• [GIVEN PROBLEM]: Show each of the lines below that contains the word "bowl", copying every such line in full.

• [INFORMATION SHOWN]:
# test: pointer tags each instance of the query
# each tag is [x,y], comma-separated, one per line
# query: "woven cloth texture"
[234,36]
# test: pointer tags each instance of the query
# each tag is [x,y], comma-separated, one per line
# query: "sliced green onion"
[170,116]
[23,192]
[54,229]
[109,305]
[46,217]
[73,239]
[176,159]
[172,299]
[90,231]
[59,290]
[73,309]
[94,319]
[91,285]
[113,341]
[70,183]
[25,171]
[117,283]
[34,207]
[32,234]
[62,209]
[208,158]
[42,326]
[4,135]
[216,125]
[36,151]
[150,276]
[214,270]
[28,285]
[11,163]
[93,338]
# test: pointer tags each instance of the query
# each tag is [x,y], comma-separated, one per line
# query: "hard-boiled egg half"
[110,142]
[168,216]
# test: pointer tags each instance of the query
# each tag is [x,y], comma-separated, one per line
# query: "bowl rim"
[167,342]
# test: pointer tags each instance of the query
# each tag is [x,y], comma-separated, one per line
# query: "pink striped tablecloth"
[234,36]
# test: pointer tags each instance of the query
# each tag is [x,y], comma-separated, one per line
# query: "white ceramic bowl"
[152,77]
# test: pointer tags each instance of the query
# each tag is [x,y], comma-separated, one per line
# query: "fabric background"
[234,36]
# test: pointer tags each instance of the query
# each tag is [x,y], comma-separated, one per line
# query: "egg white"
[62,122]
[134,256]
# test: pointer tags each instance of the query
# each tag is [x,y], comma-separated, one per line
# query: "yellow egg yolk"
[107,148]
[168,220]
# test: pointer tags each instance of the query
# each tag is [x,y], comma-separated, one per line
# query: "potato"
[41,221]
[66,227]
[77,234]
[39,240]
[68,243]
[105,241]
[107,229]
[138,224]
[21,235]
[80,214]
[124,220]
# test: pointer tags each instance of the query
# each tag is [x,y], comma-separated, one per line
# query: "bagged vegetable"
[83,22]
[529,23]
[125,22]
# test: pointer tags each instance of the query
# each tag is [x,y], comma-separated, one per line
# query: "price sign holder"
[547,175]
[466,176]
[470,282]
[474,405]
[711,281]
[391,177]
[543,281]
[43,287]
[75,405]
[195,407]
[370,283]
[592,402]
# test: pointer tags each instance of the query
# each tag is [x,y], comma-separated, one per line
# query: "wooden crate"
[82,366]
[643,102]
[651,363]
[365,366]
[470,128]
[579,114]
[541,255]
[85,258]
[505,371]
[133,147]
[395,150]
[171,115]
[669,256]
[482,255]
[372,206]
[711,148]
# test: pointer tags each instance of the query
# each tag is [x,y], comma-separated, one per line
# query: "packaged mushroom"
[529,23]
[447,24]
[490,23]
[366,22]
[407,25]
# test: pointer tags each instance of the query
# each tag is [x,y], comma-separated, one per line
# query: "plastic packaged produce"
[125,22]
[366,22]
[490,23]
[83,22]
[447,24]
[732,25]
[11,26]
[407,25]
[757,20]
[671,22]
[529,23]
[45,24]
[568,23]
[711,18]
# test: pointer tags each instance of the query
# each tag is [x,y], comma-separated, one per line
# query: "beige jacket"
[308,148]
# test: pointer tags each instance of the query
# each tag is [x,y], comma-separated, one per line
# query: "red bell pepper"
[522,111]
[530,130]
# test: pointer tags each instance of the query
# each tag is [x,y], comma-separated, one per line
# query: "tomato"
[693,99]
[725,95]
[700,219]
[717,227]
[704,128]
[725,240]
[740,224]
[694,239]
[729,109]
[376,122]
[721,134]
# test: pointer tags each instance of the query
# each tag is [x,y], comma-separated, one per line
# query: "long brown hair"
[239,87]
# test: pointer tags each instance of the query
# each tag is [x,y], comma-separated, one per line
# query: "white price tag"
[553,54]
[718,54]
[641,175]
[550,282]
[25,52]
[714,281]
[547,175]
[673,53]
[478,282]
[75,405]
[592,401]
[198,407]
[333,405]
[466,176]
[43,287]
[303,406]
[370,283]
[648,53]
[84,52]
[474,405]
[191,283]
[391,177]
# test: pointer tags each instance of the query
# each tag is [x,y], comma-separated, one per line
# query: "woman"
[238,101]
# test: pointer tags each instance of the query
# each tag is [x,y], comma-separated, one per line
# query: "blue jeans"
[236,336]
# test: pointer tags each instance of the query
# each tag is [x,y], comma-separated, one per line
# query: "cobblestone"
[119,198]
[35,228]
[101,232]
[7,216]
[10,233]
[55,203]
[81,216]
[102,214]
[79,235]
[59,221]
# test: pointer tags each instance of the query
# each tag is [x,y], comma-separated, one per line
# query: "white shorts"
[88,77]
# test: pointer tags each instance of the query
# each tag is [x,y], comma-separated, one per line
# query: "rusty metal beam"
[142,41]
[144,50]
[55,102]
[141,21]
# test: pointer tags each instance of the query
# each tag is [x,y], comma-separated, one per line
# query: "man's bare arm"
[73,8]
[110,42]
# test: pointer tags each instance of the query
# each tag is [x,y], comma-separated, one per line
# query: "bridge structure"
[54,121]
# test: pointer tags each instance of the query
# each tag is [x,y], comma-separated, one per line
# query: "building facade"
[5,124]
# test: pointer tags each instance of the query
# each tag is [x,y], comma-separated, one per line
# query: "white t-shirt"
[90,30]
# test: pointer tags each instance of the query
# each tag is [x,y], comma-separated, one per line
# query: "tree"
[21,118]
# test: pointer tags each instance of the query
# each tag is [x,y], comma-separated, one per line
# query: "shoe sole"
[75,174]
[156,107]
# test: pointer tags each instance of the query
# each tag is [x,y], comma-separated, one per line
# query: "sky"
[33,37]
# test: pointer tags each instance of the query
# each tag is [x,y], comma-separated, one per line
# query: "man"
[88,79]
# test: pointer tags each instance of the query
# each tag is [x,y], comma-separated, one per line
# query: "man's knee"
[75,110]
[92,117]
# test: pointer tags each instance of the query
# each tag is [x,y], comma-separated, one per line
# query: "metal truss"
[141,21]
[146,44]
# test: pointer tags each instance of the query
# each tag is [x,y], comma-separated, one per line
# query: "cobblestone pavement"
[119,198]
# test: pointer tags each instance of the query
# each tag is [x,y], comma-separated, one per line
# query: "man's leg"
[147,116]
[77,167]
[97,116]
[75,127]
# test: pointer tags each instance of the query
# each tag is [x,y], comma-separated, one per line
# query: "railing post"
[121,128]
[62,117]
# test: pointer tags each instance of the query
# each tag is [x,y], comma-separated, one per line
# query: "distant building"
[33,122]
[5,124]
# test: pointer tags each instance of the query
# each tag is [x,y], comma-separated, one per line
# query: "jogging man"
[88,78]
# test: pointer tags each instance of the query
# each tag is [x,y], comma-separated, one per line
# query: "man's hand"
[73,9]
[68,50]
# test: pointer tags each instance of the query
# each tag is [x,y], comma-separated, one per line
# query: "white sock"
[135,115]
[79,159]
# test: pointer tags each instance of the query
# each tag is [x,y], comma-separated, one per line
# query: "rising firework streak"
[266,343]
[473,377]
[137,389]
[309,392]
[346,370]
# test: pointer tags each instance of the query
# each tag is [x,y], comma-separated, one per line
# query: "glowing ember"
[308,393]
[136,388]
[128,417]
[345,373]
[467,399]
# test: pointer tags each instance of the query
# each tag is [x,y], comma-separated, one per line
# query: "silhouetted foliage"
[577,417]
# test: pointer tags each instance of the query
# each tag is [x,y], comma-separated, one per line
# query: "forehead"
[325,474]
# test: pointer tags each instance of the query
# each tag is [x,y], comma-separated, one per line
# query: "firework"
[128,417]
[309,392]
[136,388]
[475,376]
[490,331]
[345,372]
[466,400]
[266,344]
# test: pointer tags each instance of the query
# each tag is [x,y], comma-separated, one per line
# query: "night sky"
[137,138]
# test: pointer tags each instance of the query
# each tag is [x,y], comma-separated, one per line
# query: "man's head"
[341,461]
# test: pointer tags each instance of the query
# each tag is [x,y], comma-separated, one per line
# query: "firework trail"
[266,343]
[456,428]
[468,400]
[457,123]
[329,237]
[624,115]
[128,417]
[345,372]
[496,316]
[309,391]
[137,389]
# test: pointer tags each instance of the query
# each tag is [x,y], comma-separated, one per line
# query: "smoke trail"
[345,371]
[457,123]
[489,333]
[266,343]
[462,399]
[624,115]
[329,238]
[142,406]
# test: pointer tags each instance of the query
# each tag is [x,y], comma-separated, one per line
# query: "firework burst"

• [COMPLETE OUTPUT]:
# query: "bowl rim"
# query: "white ceramic bowl"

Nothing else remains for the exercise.